> **List of tasks**
- 1) In the news brief on patients' rights, copy the passage word for word. Begin with the words "Bill's Bill" and end after the words "What About Us?".
- 2) According to the news brief on patients' rights, how many veterans who get health care through Veterans Affairs will the executive order affect?

> **Document text**
============================================================

PATIENTS’ RIGHTS: President To Order Government Compliance
President Clinton is expected today to instruct all federal health care programs to implement the directives proposed in the patients' "bill of rights" package he outlined last fall. USA Today reports that the president's "executive order will affect health plans covering more than 85 million Americans, including 9 million federal workers, 6 million Defense Department workers and 3 million veterans who receive health care through Veterans Affairs." The mandate also will impact "38 million seniors in Medicare and more than 30 million low-income Americans in Medicaid" (Page, 2/20).
Bill's Bill
The Washington Post reports that Clinton's "bill of rights" is "intended to ensure patients better treatment and greater clout in the nation's changing health care system." More specifically, Clinton's decree will ensure that "people who are either employed or insured by the federal government will be guaranteed information to help them select doctors, better coverage of emergency room visits, appeal rights if they are dissatisfied with their care and greater ability to participate in decisions about their medical treatment." The Post also reports that federal "health programs will be forbidden to discriminate on the basis of ... race or sex, and, under most circumstances, to disclose confidential medical information about individual patients" (Goldstein, 2/20).
What About Us?

============================================================

> **Data extract**

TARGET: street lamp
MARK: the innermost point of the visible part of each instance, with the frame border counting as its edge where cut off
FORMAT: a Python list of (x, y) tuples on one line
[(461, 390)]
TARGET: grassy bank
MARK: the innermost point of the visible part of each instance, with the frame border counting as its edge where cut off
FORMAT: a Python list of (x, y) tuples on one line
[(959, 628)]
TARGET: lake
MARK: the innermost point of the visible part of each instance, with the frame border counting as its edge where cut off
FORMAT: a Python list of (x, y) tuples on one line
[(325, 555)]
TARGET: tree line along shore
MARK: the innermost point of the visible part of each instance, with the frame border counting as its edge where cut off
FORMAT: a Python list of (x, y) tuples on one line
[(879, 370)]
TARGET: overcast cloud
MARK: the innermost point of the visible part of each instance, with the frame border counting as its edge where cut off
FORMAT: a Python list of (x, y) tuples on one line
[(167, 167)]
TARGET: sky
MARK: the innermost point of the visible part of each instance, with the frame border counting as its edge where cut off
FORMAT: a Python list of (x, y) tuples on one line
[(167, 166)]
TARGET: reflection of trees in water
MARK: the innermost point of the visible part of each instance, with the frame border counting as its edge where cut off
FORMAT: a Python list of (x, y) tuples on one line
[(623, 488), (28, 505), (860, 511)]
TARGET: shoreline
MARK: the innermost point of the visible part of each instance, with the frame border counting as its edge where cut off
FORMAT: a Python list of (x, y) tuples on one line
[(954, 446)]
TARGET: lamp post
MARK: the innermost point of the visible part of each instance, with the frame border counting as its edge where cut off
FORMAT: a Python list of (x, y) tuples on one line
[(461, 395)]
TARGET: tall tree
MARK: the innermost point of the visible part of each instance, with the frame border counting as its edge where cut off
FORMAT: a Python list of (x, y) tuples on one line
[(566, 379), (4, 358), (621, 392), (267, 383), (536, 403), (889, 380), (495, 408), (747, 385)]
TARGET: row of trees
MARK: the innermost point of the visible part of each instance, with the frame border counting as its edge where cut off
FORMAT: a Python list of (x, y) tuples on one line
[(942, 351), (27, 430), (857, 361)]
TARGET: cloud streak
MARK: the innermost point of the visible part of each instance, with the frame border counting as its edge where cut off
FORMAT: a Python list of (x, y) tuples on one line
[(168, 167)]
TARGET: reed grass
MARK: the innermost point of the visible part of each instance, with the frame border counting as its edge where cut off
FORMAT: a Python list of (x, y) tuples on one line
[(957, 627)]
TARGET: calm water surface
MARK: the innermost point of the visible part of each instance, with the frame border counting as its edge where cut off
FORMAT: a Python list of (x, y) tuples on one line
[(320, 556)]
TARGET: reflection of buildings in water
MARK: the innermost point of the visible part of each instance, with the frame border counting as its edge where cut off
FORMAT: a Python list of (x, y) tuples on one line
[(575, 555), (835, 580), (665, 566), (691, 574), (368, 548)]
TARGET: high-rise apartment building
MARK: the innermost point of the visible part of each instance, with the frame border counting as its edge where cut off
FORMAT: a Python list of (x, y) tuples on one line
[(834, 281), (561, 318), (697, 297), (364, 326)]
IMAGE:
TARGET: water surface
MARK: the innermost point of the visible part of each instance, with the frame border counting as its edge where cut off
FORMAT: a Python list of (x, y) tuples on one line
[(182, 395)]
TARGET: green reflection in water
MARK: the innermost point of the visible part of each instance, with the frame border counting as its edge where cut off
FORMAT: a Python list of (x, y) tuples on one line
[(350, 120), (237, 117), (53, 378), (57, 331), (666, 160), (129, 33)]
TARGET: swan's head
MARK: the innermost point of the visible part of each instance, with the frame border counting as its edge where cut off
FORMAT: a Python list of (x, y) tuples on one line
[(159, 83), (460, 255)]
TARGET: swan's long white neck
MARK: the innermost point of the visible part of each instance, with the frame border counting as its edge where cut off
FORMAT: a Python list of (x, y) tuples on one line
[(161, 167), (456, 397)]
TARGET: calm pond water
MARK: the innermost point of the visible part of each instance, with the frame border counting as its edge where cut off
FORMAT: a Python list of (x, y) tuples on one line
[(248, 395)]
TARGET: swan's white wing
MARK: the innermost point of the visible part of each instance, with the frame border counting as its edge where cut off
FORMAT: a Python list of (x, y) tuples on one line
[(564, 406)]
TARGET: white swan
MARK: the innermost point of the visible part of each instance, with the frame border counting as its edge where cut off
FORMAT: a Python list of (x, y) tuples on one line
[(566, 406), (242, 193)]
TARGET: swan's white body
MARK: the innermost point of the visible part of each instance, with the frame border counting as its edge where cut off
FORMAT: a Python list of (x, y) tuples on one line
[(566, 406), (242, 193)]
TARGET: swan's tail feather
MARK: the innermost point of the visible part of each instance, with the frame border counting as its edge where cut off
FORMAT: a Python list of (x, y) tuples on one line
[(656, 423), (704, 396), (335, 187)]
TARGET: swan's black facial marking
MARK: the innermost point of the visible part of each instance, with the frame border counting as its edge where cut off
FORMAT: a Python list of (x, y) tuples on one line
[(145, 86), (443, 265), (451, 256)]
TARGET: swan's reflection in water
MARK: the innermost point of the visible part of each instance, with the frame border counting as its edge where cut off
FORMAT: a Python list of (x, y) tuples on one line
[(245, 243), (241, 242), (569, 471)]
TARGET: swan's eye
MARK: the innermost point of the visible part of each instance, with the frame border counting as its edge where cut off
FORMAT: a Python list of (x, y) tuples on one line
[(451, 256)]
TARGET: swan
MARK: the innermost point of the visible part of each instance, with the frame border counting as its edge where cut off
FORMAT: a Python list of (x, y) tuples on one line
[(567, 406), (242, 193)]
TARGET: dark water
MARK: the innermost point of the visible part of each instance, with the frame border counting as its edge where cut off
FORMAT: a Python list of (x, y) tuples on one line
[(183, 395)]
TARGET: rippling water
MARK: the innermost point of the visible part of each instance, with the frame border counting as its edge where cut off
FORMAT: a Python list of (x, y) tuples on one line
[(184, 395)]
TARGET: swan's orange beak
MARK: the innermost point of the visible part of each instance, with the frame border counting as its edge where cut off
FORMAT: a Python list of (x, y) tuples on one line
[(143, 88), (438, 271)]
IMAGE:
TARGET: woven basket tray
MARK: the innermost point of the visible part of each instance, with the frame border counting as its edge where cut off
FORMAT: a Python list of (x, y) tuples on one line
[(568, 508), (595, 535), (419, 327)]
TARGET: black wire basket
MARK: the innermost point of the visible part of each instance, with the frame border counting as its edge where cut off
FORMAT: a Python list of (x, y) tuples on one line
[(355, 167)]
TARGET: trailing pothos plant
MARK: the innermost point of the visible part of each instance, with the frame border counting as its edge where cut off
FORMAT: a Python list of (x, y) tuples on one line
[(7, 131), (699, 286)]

============================================================

> **Solutions**
- 1)
Bill's Bill
The Washington Post reports that Clinton's "bill of rights" is "intended to ensure patients better treatment and greater clout in the nation's changing health care system." More specifically, Clinton's decree will ensure that "people who are either employed or insured by the federal government will be guaranteed information to help them select doctors, better coverage of emergency room visits, appeal rights if they are dissatisfied with their care and greater ability to participate in decisions about their medical treatment." The Post also reports that federal "health programs will be forbidden to discriminate on the basis of ... race or sex, and, under most circumstances, to disclose confidential medical information about individual patients" (Goldstein, 2/20).
What About Us?

- 2) 3 million